_Records supplied_
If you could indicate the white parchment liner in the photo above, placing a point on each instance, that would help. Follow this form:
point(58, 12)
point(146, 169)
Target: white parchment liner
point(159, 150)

_What is needed_
Repeat every line of the material above without changing a single character.

_The reply_
If you could indicate the white parchment liner in the photo above, placing a point on each instance, that would help. Follow this form:
point(58, 12)
point(146, 169)
Target: white parchment liner
point(159, 150)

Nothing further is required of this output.